Point annotation records:
====

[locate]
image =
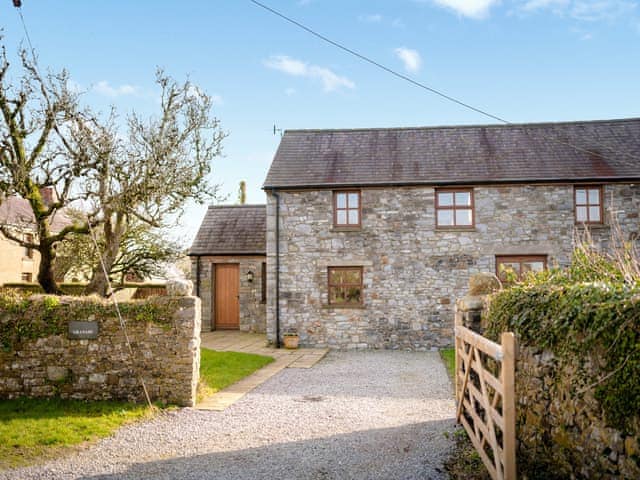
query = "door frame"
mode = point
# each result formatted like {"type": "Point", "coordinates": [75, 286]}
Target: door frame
{"type": "Point", "coordinates": [214, 290]}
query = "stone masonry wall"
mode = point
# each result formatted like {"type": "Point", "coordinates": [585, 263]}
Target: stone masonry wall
{"type": "Point", "coordinates": [412, 273]}
{"type": "Point", "coordinates": [168, 357]}
{"type": "Point", "coordinates": [253, 310]}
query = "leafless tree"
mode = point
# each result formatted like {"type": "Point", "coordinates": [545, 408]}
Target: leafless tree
{"type": "Point", "coordinates": [35, 153]}
{"type": "Point", "coordinates": [146, 177]}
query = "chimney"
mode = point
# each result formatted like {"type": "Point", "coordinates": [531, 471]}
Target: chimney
{"type": "Point", "coordinates": [49, 195]}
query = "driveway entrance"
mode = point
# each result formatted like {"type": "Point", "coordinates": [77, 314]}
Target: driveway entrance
{"type": "Point", "coordinates": [354, 415]}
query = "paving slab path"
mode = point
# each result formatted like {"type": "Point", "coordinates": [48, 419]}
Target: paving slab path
{"type": "Point", "coordinates": [354, 415]}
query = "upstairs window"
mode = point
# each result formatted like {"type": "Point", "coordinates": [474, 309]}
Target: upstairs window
{"type": "Point", "coordinates": [346, 209]}
{"type": "Point", "coordinates": [345, 286]}
{"type": "Point", "coordinates": [519, 265]}
{"type": "Point", "coordinates": [588, 203]}
{"type": "Point", "coordinates": [454, 208]}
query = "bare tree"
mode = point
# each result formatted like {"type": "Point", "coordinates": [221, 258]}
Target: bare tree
{"type": "Point", "coordinates": [35, 154]}
{"type": "Point", "coordinates": [147, 176]}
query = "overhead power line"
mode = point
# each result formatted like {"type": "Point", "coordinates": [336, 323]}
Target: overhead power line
{"type": "Point", "coordinates": [427, 87]}
{"type": "Point", "coordinates": [379, 65]}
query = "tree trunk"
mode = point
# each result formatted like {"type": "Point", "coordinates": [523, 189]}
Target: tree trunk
{"type": "Point", "coordinates": [46, 278]}
{"type": "Point", "coordinates": [112, 235]}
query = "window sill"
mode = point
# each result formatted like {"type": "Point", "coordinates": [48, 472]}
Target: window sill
{"type": "Point", "coordinates": [346, 229]}
{"type": "Point", "coordinates": [592, 226]}
{"type": "Point", "coordinates": [343, 307]}
{"type": "Point", "coordinates": [455, 229]}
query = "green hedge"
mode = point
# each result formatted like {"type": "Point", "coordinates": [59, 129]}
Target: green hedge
{"type": "Point", "coordinates": [74, 289]}
{"type": "Point", "coordinates": [596, 324]}
{"type": "Point", "coordinates": [24, 317]}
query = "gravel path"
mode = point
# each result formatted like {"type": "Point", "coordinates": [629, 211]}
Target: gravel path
{"type": "Point", "coordinates": [360, 415]}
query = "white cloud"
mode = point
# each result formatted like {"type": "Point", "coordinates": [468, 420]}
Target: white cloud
{"type": "Point", "coordinates": [104, 88]}
{"type": "Point", "coordinates": [411, 58]}
{"type": "Point", "coordinates": [372, 18]}
{"type": "Point", "coordinates": [583, 10]}
{"type": "Point", "coordinates": [330, 80]}
{"type": "Point", "coordinates": [477, 9]}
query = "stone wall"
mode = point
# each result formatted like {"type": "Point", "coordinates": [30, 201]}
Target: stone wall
{"type": "Point", "coordinates": [252, 308]}
{"type": "Point", "coordinates": [412, 272]}
{"type": "Point", "coordinates": [167, 356]}
{"type": "Point", "coordinates": [562, 433]}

====

Short exercise: Gather every line from the rows above that contains the string "upstairs". Case counts when matching.

Task result:
query = "upstairs window"
Target: upstairs window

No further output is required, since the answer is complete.